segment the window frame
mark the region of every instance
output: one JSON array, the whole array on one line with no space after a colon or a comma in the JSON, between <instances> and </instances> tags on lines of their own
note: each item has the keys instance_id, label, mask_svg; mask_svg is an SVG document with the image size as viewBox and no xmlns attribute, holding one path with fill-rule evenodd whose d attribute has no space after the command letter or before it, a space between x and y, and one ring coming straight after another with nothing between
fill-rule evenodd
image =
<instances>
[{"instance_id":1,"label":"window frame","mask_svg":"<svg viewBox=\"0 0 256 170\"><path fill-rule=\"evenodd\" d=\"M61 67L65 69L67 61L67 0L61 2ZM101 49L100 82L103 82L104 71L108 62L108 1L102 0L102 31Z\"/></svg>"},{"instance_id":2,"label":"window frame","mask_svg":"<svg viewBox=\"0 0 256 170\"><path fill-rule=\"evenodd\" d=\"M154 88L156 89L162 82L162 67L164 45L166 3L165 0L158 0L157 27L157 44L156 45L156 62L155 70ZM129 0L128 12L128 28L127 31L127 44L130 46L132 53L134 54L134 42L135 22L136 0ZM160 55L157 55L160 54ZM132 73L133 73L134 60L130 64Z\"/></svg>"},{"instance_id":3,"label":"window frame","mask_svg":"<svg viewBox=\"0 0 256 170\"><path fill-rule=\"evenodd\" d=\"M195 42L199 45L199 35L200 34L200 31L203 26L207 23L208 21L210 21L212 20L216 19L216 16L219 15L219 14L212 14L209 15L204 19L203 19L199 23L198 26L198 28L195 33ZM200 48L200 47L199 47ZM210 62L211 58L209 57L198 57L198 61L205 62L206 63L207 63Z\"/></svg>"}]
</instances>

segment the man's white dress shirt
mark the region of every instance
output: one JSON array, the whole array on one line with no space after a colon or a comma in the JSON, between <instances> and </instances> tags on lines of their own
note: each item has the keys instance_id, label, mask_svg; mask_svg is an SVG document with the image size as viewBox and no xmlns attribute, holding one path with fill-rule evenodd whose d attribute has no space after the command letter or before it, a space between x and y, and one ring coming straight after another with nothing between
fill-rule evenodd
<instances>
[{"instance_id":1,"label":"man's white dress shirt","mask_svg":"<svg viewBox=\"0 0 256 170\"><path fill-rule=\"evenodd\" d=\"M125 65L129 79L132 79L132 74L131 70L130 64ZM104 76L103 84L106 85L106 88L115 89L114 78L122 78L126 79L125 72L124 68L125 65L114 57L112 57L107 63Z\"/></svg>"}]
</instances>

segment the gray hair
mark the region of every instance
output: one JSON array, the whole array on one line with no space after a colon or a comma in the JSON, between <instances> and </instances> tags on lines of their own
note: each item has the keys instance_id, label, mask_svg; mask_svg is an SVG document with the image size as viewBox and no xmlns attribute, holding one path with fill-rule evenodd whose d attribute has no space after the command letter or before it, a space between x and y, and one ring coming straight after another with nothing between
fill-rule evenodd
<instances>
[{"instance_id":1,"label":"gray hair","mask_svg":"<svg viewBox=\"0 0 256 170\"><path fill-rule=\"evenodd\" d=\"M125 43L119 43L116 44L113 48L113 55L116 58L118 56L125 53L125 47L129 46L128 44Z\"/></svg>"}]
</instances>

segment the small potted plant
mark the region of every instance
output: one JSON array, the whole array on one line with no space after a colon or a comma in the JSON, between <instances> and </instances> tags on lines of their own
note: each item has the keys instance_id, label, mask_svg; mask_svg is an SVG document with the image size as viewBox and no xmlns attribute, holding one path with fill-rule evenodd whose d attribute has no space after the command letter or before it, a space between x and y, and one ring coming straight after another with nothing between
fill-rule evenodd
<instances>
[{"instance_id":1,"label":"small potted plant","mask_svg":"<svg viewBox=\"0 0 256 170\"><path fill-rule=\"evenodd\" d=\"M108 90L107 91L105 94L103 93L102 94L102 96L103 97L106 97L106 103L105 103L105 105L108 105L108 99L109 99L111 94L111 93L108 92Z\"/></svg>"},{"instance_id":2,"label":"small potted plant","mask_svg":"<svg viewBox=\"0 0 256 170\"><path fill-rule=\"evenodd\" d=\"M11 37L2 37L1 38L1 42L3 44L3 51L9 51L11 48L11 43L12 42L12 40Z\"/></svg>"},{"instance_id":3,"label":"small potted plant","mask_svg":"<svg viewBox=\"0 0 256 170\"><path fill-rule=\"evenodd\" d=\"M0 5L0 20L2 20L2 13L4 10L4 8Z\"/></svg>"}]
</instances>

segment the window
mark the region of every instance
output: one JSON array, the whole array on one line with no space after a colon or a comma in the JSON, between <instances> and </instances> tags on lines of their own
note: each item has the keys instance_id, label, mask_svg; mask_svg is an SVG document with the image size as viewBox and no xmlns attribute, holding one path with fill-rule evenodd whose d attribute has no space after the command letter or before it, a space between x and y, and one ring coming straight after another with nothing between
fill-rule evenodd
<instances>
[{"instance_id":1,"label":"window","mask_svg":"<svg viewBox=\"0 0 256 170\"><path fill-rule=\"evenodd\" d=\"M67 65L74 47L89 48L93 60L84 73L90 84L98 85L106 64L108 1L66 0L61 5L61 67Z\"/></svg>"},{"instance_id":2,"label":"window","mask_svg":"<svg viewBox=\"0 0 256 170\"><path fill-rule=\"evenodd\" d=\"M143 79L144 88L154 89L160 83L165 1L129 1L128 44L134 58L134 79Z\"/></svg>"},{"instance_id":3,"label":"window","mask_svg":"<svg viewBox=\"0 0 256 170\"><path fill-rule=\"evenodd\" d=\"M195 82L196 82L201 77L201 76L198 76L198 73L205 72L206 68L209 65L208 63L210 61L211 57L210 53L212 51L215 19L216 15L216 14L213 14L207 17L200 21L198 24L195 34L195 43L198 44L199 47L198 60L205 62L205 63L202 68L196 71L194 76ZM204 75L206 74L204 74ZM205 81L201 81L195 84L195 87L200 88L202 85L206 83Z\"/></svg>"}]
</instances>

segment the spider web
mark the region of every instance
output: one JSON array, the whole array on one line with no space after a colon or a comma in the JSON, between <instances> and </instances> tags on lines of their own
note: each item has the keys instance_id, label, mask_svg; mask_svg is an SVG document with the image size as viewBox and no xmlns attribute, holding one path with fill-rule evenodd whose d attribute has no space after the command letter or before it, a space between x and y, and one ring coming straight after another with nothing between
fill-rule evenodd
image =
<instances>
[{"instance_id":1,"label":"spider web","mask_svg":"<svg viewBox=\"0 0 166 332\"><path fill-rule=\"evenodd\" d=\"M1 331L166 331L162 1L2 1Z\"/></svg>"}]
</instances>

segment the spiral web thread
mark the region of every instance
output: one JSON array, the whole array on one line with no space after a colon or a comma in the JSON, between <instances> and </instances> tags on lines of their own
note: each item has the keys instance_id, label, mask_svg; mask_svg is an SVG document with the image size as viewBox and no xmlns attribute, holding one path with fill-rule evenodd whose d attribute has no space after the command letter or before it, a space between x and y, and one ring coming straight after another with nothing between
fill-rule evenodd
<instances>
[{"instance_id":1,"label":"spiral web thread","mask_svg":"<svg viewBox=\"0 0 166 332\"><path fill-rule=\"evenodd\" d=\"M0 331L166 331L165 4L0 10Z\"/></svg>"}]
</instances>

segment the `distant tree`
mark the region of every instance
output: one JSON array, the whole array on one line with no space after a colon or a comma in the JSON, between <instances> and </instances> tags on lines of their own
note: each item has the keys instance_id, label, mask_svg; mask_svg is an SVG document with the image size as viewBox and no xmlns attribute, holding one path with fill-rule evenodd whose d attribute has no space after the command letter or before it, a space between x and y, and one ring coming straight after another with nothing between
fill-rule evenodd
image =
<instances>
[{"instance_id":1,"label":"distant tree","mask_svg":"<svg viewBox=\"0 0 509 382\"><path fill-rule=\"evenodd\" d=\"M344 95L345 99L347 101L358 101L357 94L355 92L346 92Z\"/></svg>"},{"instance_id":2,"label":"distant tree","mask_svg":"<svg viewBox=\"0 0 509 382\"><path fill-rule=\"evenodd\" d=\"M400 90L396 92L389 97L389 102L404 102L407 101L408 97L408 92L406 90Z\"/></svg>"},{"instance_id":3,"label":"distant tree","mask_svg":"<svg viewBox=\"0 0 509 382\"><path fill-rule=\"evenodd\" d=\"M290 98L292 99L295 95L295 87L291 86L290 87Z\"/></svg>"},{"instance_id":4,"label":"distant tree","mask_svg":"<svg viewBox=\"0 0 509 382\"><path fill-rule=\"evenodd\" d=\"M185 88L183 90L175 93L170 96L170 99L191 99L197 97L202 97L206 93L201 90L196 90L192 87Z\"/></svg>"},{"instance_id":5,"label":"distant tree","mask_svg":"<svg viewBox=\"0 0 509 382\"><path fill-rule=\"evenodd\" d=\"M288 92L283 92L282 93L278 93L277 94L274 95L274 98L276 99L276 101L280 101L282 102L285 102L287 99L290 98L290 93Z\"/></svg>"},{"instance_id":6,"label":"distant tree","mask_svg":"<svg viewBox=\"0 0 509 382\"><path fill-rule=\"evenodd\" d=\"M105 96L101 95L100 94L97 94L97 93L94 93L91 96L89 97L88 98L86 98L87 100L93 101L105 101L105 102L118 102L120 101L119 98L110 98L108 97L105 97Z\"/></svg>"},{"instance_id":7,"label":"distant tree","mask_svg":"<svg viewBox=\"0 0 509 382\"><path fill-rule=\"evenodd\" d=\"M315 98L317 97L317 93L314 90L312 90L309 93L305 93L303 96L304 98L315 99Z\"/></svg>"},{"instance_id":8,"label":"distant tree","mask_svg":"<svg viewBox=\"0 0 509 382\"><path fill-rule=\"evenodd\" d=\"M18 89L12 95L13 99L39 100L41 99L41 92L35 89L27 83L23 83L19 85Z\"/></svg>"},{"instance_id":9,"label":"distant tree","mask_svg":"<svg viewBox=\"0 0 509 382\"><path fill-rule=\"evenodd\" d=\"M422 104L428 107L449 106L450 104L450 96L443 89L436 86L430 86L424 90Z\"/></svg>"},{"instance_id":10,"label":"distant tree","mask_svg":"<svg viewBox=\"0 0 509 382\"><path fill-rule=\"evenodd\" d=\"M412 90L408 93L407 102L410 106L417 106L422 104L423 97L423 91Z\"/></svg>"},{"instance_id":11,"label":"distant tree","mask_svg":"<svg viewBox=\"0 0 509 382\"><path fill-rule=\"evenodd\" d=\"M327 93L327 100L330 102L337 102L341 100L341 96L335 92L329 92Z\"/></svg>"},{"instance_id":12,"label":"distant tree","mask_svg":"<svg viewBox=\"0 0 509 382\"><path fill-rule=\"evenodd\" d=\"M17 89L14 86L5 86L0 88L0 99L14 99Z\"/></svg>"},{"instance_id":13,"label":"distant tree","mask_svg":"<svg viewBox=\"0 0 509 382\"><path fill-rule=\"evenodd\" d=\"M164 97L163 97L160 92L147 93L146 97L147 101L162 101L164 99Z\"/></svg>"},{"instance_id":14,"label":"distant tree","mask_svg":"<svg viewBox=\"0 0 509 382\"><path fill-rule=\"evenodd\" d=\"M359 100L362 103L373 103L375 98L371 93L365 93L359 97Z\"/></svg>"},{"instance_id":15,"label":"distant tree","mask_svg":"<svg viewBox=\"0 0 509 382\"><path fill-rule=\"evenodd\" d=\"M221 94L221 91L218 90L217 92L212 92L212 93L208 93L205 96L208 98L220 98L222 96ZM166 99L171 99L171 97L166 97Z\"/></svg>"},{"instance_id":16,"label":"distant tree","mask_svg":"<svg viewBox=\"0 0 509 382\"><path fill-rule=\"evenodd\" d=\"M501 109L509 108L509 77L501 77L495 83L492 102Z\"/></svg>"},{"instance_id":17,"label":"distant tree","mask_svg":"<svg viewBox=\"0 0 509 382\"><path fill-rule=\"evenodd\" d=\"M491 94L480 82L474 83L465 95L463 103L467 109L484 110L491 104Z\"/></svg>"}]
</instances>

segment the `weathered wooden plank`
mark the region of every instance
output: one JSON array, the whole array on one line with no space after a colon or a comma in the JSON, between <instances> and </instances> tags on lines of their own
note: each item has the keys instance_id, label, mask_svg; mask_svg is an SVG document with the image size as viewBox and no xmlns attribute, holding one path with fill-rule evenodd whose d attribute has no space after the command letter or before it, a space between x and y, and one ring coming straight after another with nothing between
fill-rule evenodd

========

-- SHORT EXERCISE --
Pull out every line of the items above that contains the word "segment", with case counting.

-- RESPONSE FOR THIS EXERCISE --
segment the window frame
segment the man's white dress shirt
segment the gray hair
segment the small potted plant
segment the window
segment the spider web
segment the spiral web thread
segment the `distant tree`
segment the `weathered wooden plank`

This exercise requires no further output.